▶ **WHAT TO WORK ON**: In the records below, find the line containing "point: girl's head"; restate it and every later line word for word, through the last.

### THE INPUT ###

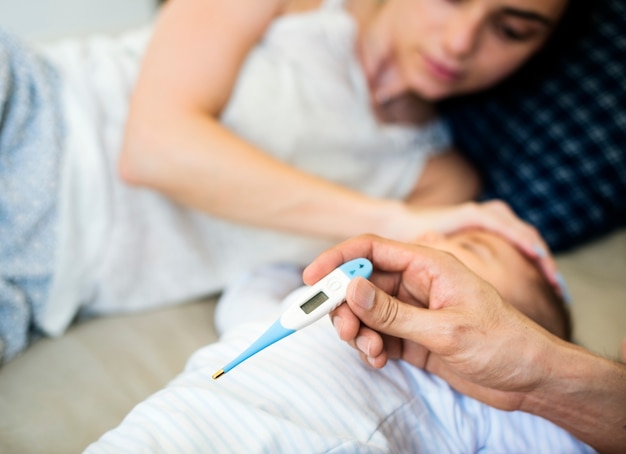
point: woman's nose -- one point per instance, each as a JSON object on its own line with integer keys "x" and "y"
{"x": 461, "y": 34}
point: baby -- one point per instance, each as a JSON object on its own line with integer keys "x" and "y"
{"x": 310, "y": 393}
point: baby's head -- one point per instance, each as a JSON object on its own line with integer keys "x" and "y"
{"x": 518, "y": 280}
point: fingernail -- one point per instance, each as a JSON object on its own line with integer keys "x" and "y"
{"x": 363, "y": 344}
{"x": 337, "y": 323}
{"x": 565, "y": 294}
{"x": 540, "y": 251}
{"x": 364, "y": 295}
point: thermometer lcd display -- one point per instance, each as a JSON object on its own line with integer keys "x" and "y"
{"x": 314, "y": 302}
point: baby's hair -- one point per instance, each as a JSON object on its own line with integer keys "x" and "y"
{"x": 548, "y": 309}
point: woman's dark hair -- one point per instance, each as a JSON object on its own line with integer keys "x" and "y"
{"x": 577, "y": 19}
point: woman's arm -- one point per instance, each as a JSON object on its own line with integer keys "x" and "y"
{"x": 175, "y": 145}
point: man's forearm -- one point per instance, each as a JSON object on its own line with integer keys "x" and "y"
{"x": 584, "y": 394}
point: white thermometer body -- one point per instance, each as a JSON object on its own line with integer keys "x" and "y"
{"x": 320, "y": 299}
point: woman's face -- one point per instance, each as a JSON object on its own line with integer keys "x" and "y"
{"x": 441, "y": 48}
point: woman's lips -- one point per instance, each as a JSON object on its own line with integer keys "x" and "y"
{"x": 441, "y": 70}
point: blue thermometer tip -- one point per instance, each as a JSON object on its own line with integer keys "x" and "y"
{"x": 275, "y": 333}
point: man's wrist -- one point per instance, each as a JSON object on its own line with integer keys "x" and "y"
{"x": 583, "y": 393}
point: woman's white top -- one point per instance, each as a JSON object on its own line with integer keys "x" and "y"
{"x": 301, "y": 96}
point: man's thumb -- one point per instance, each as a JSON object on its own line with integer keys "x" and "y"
{"x": 384, "y": 313}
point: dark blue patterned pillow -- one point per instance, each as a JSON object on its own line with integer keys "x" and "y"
{"x": 555, "y": 148}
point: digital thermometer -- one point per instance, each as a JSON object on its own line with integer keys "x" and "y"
{"x": 320, "y": 299}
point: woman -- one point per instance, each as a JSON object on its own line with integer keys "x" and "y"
{"x": 257, "y": 133}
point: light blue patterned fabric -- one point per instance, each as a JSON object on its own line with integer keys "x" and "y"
{"x": 31, "y": 131}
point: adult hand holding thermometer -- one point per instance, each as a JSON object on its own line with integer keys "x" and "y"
{"x": 320, "y": 299}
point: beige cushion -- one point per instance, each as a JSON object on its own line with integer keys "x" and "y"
{"x": 64, "y": 393}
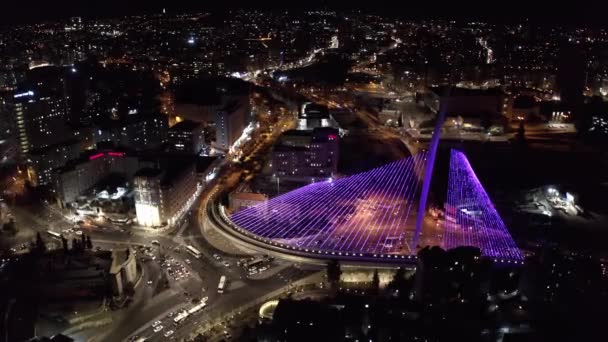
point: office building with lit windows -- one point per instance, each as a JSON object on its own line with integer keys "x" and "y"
{"x": 230, "y": 123}
{"x": 306, "y": 156}
{"x": 162, "y": 196}
{"x": 186, "y": 137}
{"x": 138, "y": 132}
{"x": 43, "y": 161}
{"x": 40, "y": 118}
{"x": 82, "y": 174}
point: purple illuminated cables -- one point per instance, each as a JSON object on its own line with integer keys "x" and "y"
{"x": 356, "y": 214}
{"x": 471, "y": 218}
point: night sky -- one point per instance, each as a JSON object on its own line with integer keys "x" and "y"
{"x": 565, "y": 12}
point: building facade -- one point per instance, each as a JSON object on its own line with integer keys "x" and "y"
{"x": 186, "y": 137}
{"x": 43, "y": 161}
{"x": 40, "y": 119}
{"x": 80, "y": 175}
{"x": 306, "y": 156}
{"x": 138, "y": 132}
{"x": 230, "y": 122}
{"x": 163, "y": 196}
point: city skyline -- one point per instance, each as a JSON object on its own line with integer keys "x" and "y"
{"x": 313, "y": 171}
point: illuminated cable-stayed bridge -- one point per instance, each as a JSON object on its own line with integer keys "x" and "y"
{"x": 373, "y": 214}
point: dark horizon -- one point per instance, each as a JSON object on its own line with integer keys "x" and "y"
{"x": 17, "y": 13}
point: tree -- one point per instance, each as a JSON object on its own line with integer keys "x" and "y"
{"x": 10, "y": 227}
{"x": 75, "y": 244}
{"x": 375, "y": 283}
{"x": 399, "y": 282}
{"x": 64, "y": 243}
{"x": 333, "y": 273}
{"x": 40, "y": 245}
{"x": 129, "y": 289}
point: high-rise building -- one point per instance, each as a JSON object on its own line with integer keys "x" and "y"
{"x": 162, "y": 196}
{"x": 187, "y": 137}
{"x": 40, "y": 119}
{"x": 139, "y": 132}
{"x": 230, "y": 123}
{"x": 81, "y": 174}
{"x": 43, "y": 161}
{"x": 8, "y": 138}
{"x": 306, "y": 155}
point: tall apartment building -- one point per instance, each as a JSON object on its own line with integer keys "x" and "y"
{"x": 230, "y": 123}
{"x": 40, "y": 118}
{"x": 187, "y": 137}
{"x": 163, "y": 195}
{"x": 138, "y": 132}
{"x": 81, "y": 174}
{"x": 306, "y": 155}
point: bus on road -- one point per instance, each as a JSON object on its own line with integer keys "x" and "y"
{"x": 54, "y": 234}
{"x": 194, "y": 251}
{"x": 181, "y": 317}
{"x": 222, "y": 285}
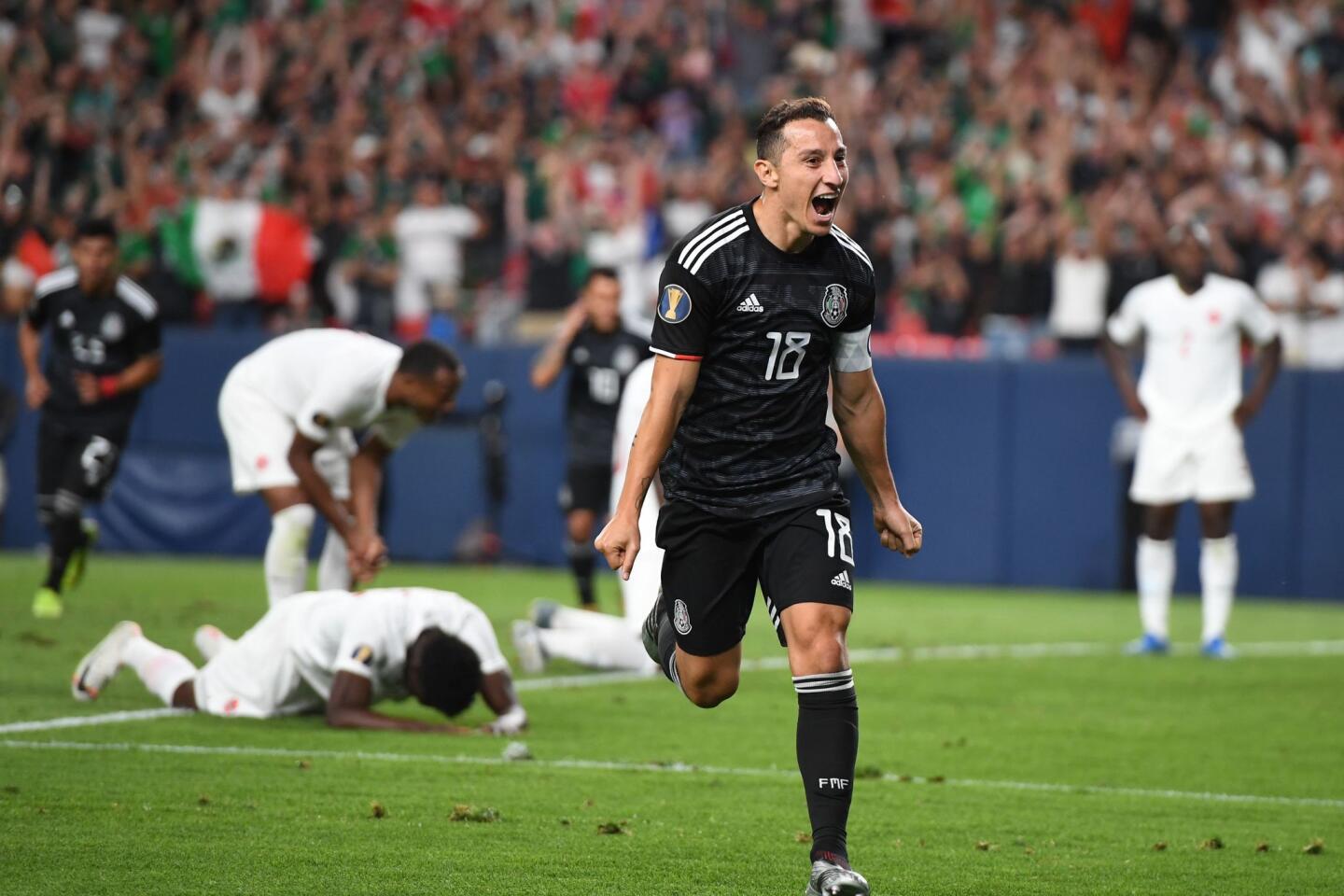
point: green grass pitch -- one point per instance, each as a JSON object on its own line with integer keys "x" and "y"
{"x": 1001, "y": 774}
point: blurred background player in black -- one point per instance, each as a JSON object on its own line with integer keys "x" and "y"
{"x": 599, "y": 357}
{"x": 104, "y": 351}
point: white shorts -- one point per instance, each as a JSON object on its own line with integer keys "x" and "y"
{"x": 256, "y": 678}
{"x": 259, "y": 437}
{"x": 1176, "y": 465}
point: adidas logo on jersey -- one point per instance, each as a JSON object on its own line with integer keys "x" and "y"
{"x": 751, "y": 303}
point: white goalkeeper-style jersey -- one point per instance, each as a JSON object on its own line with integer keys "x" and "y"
{"x": 321, "y": 379}
{"x": 287, "y": 663}
{"x": 1193, "y": 361}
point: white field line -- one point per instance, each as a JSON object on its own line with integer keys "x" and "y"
{"x": 959, "y": 651}
{"x": 82, "y": 721}
{"x": 674, "y": 768}
{"x": 857, "y": 657}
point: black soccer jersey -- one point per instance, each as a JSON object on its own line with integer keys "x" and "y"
{"x": 767, "y": 327}
{"x": 100, "y": 335}
{"x": 598, "y": 366}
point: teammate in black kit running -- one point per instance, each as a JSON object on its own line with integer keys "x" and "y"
{"x": 599, "y": 357}
{"x": 104, "y": 351}
{"x": 758, "y": 309}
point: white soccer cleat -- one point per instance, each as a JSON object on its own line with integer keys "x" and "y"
{"x": 95, "y": 670}
{"x": 210, "y": 641}
{"x": 527, "y": 642}
{"x": 830, "y": 879}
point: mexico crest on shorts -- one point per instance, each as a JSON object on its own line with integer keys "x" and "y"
{"x": 674, "y": 303}
{"x": 680, "y": 617}
{"x": 834, "y": 305}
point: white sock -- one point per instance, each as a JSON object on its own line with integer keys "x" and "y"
{"x": 287, "y": 551}
{"x": 1218, "y": 565}
{"x": 161, "y": 669}
{"x": 611, "y": 649}
{"x": 576, "y": 620}
{"x": 332, "y": 567}
{"x": 1155, "y": 567}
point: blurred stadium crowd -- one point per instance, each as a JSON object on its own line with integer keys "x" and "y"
{"x": 455, "y": 165}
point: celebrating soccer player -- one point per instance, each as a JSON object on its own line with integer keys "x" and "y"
{"x": 104, "y": 351}
{"x": 336, "y": 651}
{"x": 599, "y": 354}
{"x": 1190, "y": 399}
{"x": 758, "y": 309}
{"x": 289, "y": 412}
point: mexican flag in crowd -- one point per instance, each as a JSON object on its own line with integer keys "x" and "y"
{"x": 238, "y": 248}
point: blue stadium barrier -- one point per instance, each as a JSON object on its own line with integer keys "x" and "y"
{"x": 1005, "y": 464}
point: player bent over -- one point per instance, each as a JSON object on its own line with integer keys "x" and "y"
{"x": 760, "y": 308}
{"x": 289, "y": 412}
{"x": 1190, "y": 398}
{"x": 332, "y": 649}
{"x": 598, "y": 639}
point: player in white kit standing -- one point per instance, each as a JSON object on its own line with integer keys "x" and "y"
{"x": 289, "y": 412}
{"x": 599, "y": 639}
{"x": 327, "y": 649}
{"x": 1190, "y": 399}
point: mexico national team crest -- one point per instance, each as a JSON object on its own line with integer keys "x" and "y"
{"x": 674, "y": 303}
{"x": 680, "y": 617}
{"x": 834, "y": 305}
{"x": 113, "y": 328}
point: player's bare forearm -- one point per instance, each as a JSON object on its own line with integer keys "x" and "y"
{"x": 140, "y": 373}
{"x": 315, "y": 486}
{"x": 1267, "y": 371}
{"x": 1117, "y": 363}
{"x": 366, "y": 483}
{"x": 861, "y": 416}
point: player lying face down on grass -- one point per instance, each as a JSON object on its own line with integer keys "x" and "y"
{"x": 290, "y": 412}
{"x": 760, "y": 308}
{"x": 330, "y": 651}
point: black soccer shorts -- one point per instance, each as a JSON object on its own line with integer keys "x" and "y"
{"x": 711, "y": 567}
{"x": 588, "y": 486}
{"x": 74, "y": 462}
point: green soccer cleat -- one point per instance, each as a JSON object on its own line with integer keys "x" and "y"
{"x": 46, "y": 603}
{"x": 79, "y": 559}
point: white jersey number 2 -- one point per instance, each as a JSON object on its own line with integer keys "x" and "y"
{"x": 794, "y": 347}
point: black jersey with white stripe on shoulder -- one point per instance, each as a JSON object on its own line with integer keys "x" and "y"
{"x": 100, "y": 335}
{"x": 767, "y": 328}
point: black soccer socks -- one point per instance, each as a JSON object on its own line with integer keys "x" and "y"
{"x": 828, "y": 745}
{"x": 67, "y": 536}
{"x": 581, "y": 560}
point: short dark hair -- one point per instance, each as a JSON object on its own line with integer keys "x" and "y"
{"x": 427, "y": 357}
{"x": 449, "y": 672}
{"x": 95, "y": 227}
{"x": 601, "y": 272}
{"x": 770, "y": 131}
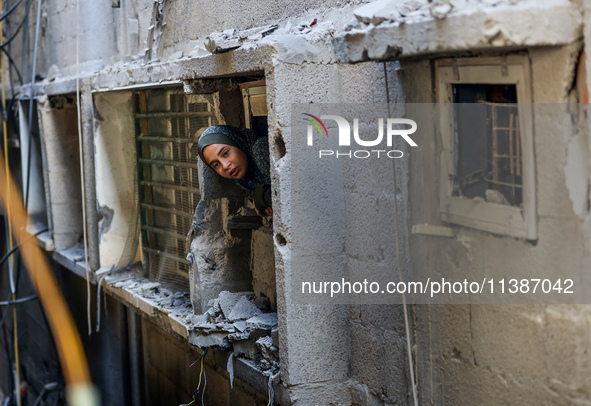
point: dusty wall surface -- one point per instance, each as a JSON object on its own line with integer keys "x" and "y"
{"x": 125, "y": 30}
{"x": 490, "y": 354}
{"x": 356, "y": 354}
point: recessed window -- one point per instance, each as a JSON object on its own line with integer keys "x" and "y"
{"x": 168, "y": 125}
{"x": 487, "y": 167}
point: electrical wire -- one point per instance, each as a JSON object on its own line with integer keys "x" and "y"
{"x": 10, "y": 10}
{"x": 8, "y": 211}
{"x": 71, "y": 352}
{"x": 84, "y": 233}
{"x": 397, "y": 240}
{"x": 31, "y": 98}
{"x": 14, "y": 34}
{"x": 16, "y": 247}
{"x": 12, "y": 63}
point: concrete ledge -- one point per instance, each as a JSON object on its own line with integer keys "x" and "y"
{"x": 529, "y": 23}
{"x": 175, "y": 324}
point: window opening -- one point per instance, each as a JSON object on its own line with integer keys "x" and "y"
{"x": 487, "y": 166}
{"x": 168, "y": 125}
{"x": 489, "y": 143}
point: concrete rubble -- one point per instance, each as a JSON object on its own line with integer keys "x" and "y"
{"x": 233, "y": 321}
{"x": 391, "y": 29}
{"x": 218, "y": 42}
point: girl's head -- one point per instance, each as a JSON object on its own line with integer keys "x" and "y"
{"x": 219, "y": 148}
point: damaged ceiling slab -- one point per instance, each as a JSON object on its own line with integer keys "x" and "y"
{"x": 389, "y": 29}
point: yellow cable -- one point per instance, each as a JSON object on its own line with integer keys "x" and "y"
{"x": 5, "y": 132}
{"x": 68, "y": 343}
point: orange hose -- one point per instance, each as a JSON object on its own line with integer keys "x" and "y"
{"x": 69, "y": 345}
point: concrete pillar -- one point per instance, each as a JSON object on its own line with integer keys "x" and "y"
{"x": 59, "y": 134}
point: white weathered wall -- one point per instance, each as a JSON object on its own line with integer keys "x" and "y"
{"x": 494, "y": 354}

###

▶ **TASK OUTPUT**:
point: girl's head -- one point per instance, each as a JSON object on its own line with integer keys "x" and "y"
{"x": 219, "y": 148}
point: damaged ceiling slab -- one point per instance, each as a JSON object on its own line with integer keys "x" and "y"
{"x": 389, "y": 29}
point: yellow cable -- one point per instance, each as a JSON object on its own line with integer keys "x" and "y"
{"x": 5, "y": 132}
{"x": 68, "y": 343}
point: orange hose -- one point per instance, each as a JSON object on its own line with integer keys "x" and "y"
{"x": 69, "y": 345}
point: concrete pillar -- one point per instance, each as a JSON object on its own line with integer keys "x" and "y"
{"x": 59, "y": 134}
point: white weathered wall -- one point per instance, each as a JSON object on its own line with integer keys "x" and "y"
{"x": 494, "y": 354}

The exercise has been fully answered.